» WORK ORDER: Reproduce the text on encouraging technology adoption at work word for word, in full.

» READING TEXT:
------
Based on our experience working on these issues, we see five key levers to help business leaders create a culture that will help drive better, more effective tech adoption.

Incentivize technology use. Building such a culture requires different types of approaches across industries, but a time-tested strategy is to incentivize technology use. Monetary benefits or fresh solutions to hard problems can usher in behavioral changes when managed properly. The same way periodic appraisals determine staff competence, the ambit of employee reviews can be widened to include technology adoption scores. For example, office teams and teachers in several countries are already using gamification apps such as Kahoot to appraise or evaluate staff and students.

The vast majority of people readily embrace technology in their personal lives — whether in the form of smart phones, smart watches, or apps that are used for personal finance to personal fitness (and everything in between). They make life simpler, more convenient, and more efficient. Apart from generating much needed statistics, a lot of these technologies actually save time and analyze patterns in our day-to-day lives. This suggests that people simply need the right incentives from their workplaces or from governments, should they be employed in the public sector.

Invest in the infrastructure. If the use of technology is going to be cumbersome, its uptake is going to be disappointing too. Another requisite for creating a culture of technology adoption lies in making the infrastructure around it — including IT networks and systems, software, processes, and practices — supportive and user friendly. Without both investment and a thoughtful execution plan for new technologies, it is difficult to convince employees of the benefits of adopting new technologies. While this can be a hard sell from a budget perspective, having a point of view on the opportunity cost the business faces from cumbersome, outdated technologies offered without the right support systems may help make the case.
------
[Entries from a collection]
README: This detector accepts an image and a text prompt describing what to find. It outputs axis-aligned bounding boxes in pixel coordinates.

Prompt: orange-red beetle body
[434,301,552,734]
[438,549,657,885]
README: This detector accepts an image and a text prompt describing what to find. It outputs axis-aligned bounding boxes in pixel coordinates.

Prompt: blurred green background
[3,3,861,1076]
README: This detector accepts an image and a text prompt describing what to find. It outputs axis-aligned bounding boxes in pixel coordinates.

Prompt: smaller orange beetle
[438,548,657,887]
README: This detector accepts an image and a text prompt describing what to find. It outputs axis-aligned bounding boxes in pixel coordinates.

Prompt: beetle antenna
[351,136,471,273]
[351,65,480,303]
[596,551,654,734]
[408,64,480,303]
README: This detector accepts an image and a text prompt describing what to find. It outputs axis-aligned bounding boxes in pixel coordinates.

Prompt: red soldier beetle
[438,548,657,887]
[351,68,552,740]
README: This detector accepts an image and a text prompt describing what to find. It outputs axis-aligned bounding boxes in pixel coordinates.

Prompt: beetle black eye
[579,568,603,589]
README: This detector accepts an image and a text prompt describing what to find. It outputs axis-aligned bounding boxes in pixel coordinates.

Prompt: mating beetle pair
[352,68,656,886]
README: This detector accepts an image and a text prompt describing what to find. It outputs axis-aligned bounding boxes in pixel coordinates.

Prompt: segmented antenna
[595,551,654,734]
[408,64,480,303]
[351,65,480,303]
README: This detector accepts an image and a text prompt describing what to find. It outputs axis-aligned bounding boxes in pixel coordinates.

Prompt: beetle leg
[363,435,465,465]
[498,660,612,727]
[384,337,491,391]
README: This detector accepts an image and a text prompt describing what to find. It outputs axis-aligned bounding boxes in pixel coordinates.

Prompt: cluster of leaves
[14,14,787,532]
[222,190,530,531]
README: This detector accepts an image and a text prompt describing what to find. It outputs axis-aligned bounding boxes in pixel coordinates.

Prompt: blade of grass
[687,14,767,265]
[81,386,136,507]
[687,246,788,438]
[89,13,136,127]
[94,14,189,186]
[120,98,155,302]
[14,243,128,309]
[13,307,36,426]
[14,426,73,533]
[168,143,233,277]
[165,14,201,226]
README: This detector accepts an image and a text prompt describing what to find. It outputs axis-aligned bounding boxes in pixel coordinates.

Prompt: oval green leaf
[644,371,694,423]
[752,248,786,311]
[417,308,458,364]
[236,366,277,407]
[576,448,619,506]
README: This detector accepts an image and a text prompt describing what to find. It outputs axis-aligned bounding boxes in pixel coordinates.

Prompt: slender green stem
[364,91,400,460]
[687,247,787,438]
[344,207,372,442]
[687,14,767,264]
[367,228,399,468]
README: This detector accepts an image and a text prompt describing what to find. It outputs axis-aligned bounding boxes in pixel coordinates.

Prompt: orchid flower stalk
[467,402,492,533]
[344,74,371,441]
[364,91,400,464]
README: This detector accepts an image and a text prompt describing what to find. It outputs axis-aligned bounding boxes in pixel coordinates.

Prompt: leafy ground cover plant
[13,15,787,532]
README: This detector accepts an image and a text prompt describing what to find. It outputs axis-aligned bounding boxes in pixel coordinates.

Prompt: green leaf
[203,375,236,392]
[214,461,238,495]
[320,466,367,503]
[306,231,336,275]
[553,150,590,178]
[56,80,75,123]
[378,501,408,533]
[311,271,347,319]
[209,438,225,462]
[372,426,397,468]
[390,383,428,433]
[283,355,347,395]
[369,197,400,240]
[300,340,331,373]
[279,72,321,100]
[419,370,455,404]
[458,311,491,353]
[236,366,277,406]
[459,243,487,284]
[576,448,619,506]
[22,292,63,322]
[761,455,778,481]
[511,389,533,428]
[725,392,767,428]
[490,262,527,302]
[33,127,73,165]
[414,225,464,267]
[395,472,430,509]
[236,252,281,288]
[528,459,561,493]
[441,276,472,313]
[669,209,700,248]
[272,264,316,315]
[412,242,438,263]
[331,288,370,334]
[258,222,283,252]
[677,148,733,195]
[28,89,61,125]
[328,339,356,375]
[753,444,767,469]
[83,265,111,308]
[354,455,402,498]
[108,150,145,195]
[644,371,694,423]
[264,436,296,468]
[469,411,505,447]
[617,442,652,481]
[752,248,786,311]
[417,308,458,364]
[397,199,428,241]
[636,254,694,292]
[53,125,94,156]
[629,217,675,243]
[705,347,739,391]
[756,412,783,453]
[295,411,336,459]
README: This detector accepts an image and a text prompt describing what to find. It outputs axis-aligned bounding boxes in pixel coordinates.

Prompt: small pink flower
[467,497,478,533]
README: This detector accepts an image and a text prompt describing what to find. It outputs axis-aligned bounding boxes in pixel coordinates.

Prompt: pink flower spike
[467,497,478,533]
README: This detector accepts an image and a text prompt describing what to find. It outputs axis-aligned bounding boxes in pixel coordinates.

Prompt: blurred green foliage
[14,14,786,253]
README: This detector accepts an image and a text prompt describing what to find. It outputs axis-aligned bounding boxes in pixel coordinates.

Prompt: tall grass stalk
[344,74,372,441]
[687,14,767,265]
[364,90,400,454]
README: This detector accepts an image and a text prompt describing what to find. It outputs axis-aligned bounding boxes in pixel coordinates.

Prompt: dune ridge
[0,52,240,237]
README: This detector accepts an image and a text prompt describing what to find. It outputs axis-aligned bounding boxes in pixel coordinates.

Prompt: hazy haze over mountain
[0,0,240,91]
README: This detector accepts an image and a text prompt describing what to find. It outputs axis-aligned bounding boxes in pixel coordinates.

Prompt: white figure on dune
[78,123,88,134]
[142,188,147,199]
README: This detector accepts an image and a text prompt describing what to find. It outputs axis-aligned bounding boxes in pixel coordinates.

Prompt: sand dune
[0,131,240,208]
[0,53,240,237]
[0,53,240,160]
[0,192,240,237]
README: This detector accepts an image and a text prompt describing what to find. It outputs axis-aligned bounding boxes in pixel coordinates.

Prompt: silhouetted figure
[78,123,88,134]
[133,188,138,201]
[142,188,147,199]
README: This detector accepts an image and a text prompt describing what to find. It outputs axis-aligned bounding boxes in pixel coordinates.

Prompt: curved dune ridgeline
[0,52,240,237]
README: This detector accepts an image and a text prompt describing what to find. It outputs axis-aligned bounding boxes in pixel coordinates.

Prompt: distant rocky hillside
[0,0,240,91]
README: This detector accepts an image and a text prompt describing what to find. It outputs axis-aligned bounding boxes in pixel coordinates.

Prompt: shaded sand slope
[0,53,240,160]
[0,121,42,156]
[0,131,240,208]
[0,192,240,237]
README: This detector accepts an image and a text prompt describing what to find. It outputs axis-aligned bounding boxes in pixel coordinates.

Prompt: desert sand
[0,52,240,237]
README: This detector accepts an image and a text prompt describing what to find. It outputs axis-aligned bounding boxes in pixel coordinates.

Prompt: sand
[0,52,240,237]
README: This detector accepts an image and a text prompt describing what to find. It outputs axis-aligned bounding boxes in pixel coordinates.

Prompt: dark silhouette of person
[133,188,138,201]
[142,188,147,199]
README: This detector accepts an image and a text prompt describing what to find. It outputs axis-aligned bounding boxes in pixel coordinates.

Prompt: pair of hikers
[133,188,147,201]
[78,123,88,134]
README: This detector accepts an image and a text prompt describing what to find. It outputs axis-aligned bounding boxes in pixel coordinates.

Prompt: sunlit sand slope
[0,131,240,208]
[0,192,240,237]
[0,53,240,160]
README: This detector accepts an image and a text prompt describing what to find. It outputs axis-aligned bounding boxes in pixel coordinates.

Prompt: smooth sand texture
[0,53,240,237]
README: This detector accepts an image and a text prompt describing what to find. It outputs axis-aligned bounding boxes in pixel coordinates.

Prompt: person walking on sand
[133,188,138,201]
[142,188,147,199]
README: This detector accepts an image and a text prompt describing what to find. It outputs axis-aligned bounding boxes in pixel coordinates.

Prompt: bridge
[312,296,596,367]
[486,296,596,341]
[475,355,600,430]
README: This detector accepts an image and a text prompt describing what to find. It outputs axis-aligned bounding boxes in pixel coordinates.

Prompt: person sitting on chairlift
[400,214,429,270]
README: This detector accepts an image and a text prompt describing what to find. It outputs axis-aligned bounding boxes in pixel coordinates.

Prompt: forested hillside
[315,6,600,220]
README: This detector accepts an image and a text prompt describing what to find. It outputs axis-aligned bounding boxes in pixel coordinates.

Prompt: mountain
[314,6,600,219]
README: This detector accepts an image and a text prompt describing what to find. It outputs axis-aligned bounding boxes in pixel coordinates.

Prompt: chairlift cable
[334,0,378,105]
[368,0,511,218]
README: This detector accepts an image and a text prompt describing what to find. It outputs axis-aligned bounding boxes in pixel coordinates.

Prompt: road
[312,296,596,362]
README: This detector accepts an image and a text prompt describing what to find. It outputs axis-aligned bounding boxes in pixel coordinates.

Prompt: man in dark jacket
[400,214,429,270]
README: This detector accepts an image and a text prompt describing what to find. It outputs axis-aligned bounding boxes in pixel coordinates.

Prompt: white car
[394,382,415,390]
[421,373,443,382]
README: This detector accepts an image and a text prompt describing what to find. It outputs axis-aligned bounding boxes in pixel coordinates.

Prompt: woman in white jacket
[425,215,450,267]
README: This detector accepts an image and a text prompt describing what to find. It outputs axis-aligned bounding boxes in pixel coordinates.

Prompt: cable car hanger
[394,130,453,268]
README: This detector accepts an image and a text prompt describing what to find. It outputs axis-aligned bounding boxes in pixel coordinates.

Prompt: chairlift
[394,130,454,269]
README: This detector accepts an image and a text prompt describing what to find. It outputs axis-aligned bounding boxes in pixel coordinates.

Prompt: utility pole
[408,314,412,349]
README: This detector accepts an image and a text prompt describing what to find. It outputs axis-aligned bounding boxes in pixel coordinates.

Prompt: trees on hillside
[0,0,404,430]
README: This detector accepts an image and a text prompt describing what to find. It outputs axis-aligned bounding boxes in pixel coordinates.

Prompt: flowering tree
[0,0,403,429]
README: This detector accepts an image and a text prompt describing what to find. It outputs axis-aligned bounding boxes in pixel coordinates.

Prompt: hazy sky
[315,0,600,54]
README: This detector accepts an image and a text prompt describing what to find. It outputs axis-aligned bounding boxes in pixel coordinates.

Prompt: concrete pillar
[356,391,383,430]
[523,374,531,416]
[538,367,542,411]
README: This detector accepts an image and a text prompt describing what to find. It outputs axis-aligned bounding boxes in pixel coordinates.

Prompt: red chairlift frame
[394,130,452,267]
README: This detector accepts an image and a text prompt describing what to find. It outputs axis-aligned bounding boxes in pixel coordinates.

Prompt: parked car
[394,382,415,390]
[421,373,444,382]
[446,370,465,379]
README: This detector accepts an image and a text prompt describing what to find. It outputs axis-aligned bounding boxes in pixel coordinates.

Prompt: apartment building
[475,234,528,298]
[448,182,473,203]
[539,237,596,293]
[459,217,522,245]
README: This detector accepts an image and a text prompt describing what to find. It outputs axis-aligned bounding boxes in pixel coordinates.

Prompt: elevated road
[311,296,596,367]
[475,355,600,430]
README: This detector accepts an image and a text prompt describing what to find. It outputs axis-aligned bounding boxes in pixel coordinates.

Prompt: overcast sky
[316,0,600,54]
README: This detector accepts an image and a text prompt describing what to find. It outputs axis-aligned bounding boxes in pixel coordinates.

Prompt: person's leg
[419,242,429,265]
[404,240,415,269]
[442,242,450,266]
------
» WRITTEN ANSWER:
Based on our experience working on these issues, we see five key levers to help business leaders create a culture that will help drive better, more effective tech adoption.

Incentivize technology use. Building such a culture requires different types of approaches across industries, but a time-tested strategy is to incentivize technology use. Monetary benefits or fresh solutions to hard problems can usher in behavioral changes when managed properly. The same way periodic appraisals determine staff competence, the ambit of employee reviews can be widened to include technology adoption scores. For example, office teams and teachers in several countries are already using gamification apps such as Kahoot to appraise or evaluate staff and students.

The vast majority of people readily embrace technology in their personal lives — whether in the form of smart phones, smart watches, or apps that are used for personal finance to personal fitness (and everything in between). They make life simpler, more convenient, and more efficient. Apart from generating much needed statistics, a lot of these technologies actually save time and analyze patterns in our day-to-day lives. This suggests that people simply need the right incentives from their workplaces or from governments, should they be employed in the public sector.

Invest in the infrastructure. If the use of technology is going to be cumbersome, its uptake is going to be disappointing too. Another requisite for creating a culture of technology adoption lies in making the infrastructure around it — including IT networks and systems, software, processes, and practices — supportive and user friendly. Without both investment and a thoughtful execution plan for new technologies, it is difficult to convince employees of the benefits of adopting new technologies. While this can be a hard sell from a budget perspective, having a point of view on the opportunity cost the business faces from cumbersome, outdated technologies offered without the right support systems may help make the case.